:: DATA FOR PROCESSING ::

▬▬▬

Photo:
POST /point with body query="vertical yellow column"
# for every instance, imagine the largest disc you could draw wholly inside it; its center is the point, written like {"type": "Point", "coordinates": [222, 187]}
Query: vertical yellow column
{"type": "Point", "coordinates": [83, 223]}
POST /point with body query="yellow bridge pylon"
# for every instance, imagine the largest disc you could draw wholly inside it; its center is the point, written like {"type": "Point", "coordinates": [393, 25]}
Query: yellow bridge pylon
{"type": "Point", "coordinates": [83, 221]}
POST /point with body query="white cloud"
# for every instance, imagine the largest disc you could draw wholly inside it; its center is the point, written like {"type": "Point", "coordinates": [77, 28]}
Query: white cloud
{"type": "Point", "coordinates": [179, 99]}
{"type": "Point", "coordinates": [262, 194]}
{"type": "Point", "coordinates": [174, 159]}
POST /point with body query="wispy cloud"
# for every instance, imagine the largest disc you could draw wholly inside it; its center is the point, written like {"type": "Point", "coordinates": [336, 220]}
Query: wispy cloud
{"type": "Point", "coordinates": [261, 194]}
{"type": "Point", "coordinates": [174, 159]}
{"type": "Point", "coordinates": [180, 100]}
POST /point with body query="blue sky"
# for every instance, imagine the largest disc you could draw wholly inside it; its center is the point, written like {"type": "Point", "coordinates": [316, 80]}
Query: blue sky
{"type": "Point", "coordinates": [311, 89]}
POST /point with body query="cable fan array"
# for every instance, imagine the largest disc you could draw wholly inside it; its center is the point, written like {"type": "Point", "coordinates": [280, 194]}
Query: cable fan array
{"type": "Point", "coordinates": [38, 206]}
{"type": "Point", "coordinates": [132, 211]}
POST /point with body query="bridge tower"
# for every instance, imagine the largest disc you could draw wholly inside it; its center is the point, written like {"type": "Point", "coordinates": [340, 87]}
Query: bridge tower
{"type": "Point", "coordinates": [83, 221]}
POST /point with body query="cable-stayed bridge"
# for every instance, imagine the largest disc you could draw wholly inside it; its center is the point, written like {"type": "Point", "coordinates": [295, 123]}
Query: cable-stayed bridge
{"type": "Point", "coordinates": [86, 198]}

▬▬▬

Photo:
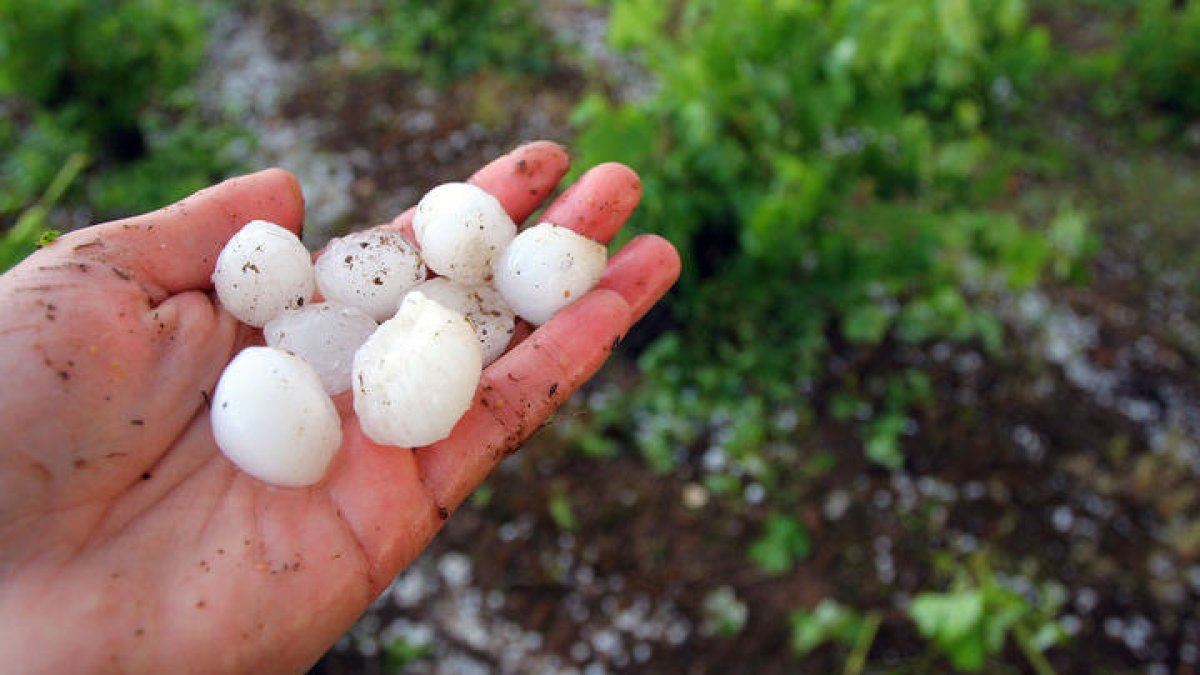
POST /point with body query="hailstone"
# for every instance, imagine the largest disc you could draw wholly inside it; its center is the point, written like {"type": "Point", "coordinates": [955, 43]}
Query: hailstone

▬▬▬

:: TASK ITEM ::
Pick out each line above that includes "with" and show it.

:: TASK SOLUTION ::
POST /point with body query="vertical yellow column"
POST /point with body query="yellow bridge pylon"
POST /point with body query="white cloud"
POST /point with body query="wispy cloud"
POST /point with body query="blue sky"
POST /point with body query="cable fan array"
POST /point with body query="bridge tower"
POST /point with body query="cable-stayed bridge"
POST /point with body query="hailstone"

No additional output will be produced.